▽

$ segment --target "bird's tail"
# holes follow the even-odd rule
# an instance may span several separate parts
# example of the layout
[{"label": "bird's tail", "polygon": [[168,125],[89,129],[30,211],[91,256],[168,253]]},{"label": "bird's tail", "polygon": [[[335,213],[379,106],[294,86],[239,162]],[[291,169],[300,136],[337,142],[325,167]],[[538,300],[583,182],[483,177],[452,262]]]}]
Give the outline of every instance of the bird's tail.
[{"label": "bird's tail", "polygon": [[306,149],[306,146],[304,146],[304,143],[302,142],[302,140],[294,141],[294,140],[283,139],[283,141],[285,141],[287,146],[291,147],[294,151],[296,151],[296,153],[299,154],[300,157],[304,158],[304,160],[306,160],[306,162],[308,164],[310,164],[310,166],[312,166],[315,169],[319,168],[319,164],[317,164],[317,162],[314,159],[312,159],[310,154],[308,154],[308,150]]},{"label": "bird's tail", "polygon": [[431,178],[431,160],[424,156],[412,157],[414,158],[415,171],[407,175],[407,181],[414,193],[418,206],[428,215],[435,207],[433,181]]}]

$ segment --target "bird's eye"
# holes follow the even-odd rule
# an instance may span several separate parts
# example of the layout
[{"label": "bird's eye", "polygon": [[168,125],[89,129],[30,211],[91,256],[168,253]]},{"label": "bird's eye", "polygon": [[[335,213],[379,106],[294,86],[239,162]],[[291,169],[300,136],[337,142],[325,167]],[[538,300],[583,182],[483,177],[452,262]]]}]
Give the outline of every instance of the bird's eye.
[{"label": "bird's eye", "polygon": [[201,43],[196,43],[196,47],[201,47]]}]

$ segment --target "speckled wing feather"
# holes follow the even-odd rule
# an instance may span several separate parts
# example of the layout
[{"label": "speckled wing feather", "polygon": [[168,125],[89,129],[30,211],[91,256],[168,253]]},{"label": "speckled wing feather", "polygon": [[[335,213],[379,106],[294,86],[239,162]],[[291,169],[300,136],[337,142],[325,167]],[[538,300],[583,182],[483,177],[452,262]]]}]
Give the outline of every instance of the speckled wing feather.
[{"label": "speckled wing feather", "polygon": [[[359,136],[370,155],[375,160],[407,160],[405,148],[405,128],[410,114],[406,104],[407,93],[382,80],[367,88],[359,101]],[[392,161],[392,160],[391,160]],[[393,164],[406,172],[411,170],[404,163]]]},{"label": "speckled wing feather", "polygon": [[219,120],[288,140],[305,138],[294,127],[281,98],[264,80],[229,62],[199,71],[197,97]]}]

△

▸ **Exercise**
Once you have read the records above, output each of them verbatim.

▸ **Completed exercise**
$ segment --target "bird's tail"
# holes follow the even-odd rule
# an instance may span several separate parts
# example of the layout
[{"label": "bird's tail", "polygon": [[168,125],[89,129],[30,211],[91,256],[168,253]]},{"label": "bird's tail", "polygon": [[[335,213],[379,106],[294,86],[239,162]],[[291,169],[300,136],[337,142],[325,167]],[[538,300],[583,182],[483,177],[452,262]]]}]
Give the outline of every instance of the bird's tail.
[{"label": "bird's tail", "polygon": [[306,149],[306,146],[304,146],[304,143],[302,142],[302,140],[294,141],[294,140],[283,139],[283,141],[285,141],[287,146],[291,147],[294,151],[296,151],[296,153],[299,154],[300,157],[304,158],[304,160],[306,160],[306,162],[308,164],[310,164],[310,166],[312,166],[315,169],[319,168],[319,164],[317,164],[317,162],[314,159],[312,159],[310,154],[308,154],[308,150]]},{"label": "bird's tail", "polygon": [[431,178],[431,160],[424,156],[412,157],[414,158],[415,171],[407,175],[407,181],[414,193],[418,206],[428,215],[435,207],[433,181]]}]

$ segment --target "bird's eye"
# holes follow the even-odd rule
# an instance may span several separate parts
# example of the layout
[{"label": "bird's eye", "polygon": [[168,125],[89,129],[30,211],[91,256],[168,253]]},{"label": "bird's eye", "polygon": [[[335,213],[379,106],[294,86],[239,162]],[[291,169],[300,136],[337,142],[325,167]],[[538,300],[583,182],[483,177],[452,262]]]}]
Give the outline of every instance of the bird's eye.
[{"label": "bird's eye", "polygon": [[201,43],[196,43],[196,47],[201,47]]}]

$ segment --target "speckled wing feather"
# holes follow the even-odd rule
# an instance may span several separate parts
# example of the layout
[{"label": "speckled wing feather", "polygon": [[168,125],[89,129],[30,211],[91,256],[168,253]]},{"label": "speckled wing feather", "polygon": [[[335,213],[379,106],[294,86],[239,162]],[[291,169],[300,136],[337,142],[325,167]],[[538,300],[583,182],[483,177],[452,262]]]}]
Give the outline of every instance of the speckled wing feather.
[{"label": "speckled wing feather", "polygon": [[[359,136],[370,155],[375,160],[407,160],[405,148],[405,128],[410,114],[406,104],[407,93],[382,80],[367,88],[359,101]],[[392,161],[392,160],[391,160]],[[393,164],[406,172],[411,170],[404,163]]]},{"label": "speckled wing feather", "polygon": [[219,120],[288,140],[305,138],[294,127],[281,98],[264,80],[229,62],[199,71],[197,97]]}]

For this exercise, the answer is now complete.